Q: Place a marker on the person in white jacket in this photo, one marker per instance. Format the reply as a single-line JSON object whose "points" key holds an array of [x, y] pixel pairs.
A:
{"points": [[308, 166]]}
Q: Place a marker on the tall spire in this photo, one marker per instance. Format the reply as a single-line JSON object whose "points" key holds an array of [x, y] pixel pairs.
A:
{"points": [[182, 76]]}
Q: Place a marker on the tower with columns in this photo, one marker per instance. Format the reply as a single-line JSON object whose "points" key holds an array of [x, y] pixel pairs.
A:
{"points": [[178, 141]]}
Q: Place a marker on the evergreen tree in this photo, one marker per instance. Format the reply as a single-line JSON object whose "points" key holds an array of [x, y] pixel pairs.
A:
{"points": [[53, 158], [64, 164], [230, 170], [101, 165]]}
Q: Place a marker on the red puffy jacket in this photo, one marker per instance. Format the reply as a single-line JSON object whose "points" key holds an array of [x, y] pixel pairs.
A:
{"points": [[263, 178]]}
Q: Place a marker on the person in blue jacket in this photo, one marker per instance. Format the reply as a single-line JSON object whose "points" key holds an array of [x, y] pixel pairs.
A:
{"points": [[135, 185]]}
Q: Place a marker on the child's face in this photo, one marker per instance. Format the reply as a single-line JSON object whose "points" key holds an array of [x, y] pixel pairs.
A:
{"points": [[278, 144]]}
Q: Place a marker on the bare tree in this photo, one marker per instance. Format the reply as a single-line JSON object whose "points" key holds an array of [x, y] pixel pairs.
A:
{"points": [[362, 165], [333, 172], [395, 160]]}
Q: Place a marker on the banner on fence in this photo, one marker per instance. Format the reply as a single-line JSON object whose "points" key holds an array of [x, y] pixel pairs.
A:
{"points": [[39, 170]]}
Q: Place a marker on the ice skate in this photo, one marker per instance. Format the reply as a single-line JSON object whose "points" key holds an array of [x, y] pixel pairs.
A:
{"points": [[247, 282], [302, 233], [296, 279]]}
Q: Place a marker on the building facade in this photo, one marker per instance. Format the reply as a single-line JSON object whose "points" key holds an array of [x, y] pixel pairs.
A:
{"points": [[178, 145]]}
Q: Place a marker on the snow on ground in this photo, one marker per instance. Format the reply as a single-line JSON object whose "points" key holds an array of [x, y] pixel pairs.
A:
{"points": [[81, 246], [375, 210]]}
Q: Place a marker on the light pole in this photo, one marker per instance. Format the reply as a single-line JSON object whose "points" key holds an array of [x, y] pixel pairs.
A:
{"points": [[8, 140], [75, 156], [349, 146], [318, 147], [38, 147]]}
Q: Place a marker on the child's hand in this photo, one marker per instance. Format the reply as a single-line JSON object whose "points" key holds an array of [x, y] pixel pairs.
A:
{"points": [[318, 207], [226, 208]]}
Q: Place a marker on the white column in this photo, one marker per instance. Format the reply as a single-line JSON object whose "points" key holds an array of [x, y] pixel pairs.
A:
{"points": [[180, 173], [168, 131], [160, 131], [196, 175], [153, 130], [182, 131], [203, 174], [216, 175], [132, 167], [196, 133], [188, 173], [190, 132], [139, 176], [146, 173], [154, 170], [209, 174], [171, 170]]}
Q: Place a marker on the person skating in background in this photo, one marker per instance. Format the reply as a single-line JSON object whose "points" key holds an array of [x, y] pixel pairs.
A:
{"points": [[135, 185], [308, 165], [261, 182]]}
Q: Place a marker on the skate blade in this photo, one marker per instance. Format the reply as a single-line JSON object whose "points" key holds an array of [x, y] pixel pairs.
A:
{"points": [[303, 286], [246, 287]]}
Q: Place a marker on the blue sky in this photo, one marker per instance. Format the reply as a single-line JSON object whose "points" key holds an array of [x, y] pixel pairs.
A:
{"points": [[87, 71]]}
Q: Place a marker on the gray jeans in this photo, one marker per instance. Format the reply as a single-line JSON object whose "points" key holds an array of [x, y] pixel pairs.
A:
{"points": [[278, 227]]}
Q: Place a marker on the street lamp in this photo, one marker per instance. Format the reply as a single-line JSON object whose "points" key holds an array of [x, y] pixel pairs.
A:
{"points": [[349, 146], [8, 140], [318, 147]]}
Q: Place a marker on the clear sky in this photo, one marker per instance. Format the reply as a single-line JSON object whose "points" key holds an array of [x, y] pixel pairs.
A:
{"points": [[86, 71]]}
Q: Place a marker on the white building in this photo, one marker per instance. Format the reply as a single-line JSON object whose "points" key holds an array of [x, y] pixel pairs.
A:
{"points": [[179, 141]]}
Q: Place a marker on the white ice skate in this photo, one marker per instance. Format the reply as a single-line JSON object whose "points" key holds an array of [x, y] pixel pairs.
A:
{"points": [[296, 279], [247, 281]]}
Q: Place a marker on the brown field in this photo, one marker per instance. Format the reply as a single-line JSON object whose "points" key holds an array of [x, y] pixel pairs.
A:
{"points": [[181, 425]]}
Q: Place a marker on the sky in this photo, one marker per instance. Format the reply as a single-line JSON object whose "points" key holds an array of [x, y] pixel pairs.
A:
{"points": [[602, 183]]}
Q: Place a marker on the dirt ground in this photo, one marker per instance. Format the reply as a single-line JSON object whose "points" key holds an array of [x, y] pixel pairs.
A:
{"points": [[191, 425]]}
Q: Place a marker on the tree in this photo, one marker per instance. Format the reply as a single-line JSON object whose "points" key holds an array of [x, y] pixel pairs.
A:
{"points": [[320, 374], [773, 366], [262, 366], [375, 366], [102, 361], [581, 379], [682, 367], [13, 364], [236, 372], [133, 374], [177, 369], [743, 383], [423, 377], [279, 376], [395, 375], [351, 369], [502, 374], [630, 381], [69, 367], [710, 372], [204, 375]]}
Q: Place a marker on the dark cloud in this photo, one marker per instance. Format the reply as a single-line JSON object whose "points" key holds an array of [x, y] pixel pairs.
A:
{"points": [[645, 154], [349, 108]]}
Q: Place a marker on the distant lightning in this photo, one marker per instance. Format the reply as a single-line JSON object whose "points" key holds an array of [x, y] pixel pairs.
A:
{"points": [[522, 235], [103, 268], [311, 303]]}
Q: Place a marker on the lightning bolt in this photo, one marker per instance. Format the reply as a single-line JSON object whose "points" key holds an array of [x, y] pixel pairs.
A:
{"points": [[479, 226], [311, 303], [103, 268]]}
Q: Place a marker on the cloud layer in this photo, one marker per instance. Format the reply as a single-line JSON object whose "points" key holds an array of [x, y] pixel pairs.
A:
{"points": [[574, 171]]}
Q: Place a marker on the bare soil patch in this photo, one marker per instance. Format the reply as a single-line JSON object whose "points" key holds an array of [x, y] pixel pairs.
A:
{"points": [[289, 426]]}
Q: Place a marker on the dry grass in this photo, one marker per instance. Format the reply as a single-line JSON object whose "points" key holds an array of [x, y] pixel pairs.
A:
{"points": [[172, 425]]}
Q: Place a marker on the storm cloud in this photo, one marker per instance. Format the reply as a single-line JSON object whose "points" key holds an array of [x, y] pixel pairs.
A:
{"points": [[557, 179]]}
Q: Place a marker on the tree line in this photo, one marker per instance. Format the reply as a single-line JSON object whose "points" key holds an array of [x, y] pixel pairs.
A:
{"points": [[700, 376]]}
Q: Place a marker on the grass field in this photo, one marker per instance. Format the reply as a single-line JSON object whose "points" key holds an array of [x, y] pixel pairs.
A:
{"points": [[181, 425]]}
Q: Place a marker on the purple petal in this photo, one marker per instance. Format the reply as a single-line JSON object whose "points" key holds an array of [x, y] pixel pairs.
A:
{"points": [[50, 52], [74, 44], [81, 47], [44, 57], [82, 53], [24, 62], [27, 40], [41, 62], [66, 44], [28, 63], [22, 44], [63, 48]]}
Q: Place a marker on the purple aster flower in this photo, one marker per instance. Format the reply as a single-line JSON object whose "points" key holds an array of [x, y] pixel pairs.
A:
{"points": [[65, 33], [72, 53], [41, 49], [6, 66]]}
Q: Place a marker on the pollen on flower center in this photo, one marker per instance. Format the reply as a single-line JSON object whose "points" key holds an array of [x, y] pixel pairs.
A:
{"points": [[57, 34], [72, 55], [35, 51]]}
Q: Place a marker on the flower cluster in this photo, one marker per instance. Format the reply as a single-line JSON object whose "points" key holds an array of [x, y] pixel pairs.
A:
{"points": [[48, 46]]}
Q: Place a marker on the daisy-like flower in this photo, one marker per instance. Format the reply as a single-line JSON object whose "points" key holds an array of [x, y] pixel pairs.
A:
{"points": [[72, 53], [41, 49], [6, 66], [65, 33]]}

------------------------------

• [TASK TO COMPLETE]
Give only the number of lines in the data that include the string "building".

• [WRITTEN REPLY]
2